• [Questions to answer]
1. In the English House text, could you rename "English House" to "Angel House" in the part that begins at the words "Design and construction" and stops after "historic city centre."?
2. Can you carry on the English House text from its last sentence?

• [Document extract]
Design and construction
- Architect: Hans Kramer [pl]

= English House =

The English House (Dom Angielski), also known as the Angel House (Dom Anielski), is a 16th-century Renaissance townhouse in Gdańsk, Poland. It is on the regional heritage list.

== Characteristics ==
The English House is located at ul. Chlebnicka 16, in the Main City. It has 6 floors, with a wide façade, subdivided by numerous pilasters in varied styles. Built in a Renaissance style, it measures 30 m in height, making it one of the tallest buildings in the historic city centre.

== History ==
The building was constructed from 1568 to 1570 for the Westphalian merchant Dirck Lylge. Its architect was Hans Kramer, who created it alongside the sculptors Johann Schneider and Wilhelm Jacobsen. In 1684, with Lylge having gone bankrupt in 1674, the property was divided between the tenants Michael Rogge and Hildegarda Speyman. Up to the 1630s, it remained in the hands of the Rogge family, and between the 1660s and 1680s, it was owned by the Zirenberg and von Krockow families. From 1640 to 1690, parts of it were leased to English merchants to host social and religious meetings.

• [Listed records]
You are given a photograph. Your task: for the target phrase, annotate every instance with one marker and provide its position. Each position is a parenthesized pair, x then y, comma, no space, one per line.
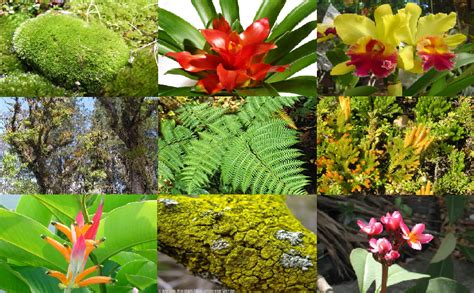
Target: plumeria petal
(257,32)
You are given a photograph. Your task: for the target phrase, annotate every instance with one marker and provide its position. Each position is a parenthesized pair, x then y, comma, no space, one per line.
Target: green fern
(269,165)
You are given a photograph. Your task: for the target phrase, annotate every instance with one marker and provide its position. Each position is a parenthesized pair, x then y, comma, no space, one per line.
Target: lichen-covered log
(243,242)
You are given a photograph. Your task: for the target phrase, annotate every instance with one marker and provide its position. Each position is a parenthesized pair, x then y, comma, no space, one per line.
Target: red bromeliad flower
(82,237)
(236,59)
(386,249)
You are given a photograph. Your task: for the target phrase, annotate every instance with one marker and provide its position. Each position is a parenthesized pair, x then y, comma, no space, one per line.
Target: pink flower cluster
(386,249)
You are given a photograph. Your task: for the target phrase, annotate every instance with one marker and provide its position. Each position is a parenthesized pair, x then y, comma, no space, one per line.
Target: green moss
(9,62)
(70,52)
(245,242)
(29,85)
(137,79)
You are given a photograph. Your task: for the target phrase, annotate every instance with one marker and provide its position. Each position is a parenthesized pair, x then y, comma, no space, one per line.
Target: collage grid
(236,146)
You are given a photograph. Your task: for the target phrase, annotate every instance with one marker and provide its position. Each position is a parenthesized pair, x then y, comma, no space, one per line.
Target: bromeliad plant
(385,250)
(225,59)
(392,45)
(82,238)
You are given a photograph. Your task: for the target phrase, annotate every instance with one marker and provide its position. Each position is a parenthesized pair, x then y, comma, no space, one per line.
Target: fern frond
(261,108)
(263,161)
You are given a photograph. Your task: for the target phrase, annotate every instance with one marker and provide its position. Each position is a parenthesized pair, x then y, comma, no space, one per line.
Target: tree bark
(244,242)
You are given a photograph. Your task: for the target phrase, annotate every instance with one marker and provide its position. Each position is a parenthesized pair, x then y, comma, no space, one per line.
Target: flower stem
(384,277)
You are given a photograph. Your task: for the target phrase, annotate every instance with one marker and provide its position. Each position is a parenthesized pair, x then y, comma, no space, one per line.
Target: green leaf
(206,10)
(30,207)
(293,18)
(179,71)
(20,240)
(365,267)
(269,9)
(294,68)
(12,281)
(445,249)
(445,285)
(455,205)
(264,90)
(456,86)
(468,252)
(289,41)
(65,207)
(230,10)
(361,91)
(181,91)
(298,53)
(125,227)
(397,274)
(179,29)
(301,85)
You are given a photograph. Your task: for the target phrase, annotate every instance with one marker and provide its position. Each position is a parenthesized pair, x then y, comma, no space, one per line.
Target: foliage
(214,149)
(29,85)
(70,52)
(25,256)
(137,79)
(177,35)
(380,150)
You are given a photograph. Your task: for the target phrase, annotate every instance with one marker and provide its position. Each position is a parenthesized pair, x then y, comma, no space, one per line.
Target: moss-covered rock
(251,243)
(139,78)
(29,85)
(71,52)
(9,62)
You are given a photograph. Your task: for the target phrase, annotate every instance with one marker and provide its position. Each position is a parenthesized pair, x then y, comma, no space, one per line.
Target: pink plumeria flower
(392,221)
(392,255)
(381,246)
(372,228)
(415,237)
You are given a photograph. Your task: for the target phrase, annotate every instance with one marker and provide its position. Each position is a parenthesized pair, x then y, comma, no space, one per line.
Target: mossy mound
(138,79)
(71,52)
(9,62)
(29,85)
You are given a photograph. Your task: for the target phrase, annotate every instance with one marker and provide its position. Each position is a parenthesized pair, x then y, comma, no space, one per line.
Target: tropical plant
(249,150)
(414,55)
(244,63)
(127,257)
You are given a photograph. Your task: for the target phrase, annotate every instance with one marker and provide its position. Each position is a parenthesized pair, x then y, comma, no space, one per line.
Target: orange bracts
(82,237)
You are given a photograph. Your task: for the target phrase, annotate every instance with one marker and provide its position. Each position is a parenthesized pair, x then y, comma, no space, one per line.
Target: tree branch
(243,242)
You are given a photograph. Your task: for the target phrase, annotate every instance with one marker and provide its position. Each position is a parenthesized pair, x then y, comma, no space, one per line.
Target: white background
(247,10)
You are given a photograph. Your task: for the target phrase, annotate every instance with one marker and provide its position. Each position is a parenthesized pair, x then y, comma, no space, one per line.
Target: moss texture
(71,52)
(29,85)
(250,243)
(9,62)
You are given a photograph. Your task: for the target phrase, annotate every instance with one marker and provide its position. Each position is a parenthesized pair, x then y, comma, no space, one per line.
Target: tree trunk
(244,242)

• [Answers by item]
1.
Design and construction
- Architect: Hans Kramer [pl]

= Angel House =

The Angel House (Dom Angielski), also known as the Angel House (Dom Anielski), is a 16th-century Renaissance townhouse in Gdańsk, Poland. It is on the regional heritage list.

== Characteristics ==
The Angel House is located at ul. Chlebnicka 16, in the Main City. It has 6 floors, with a wide façade, subdivided by numerous pilasters in varied styles. Built in a Renaissance style, it measures 30 m in height, making it one of the tallest buildings in the historic city centre.

2.
The two names of the house are believed to be derived from the similarity of the German words Englische (meaning English) and Engelische (the relational adjective for angel). In 1722, the townhouse became an inn, and transformed into a hotel in 1832. In 1912, plans were formulated to demolish the building, but the Society for the Preservation of the Monuments of Architecture and Art of Danzig, a notable local organization, raised funds to prevent such actions from being undertaken.

The city government took action alongside the Society, and the building remained in government hands up to 1945. From 1914 to 1920, tenants of the English House included a Jewish Masonic lodge, the Academic Association of Architects, and the offices of the United Brickworks. The building was renovated in 1912 and from 1924 to 1931.

After the war, the English House was heavily damaged, being repaired from 1970 to 1975, far later than many other historic buildings in Gdańsk. It was then acquired by the Academy of Fine Arts and today serves as a dormitory building, as well as the building of the Graphics Department. It underwent further renovation works in 2016.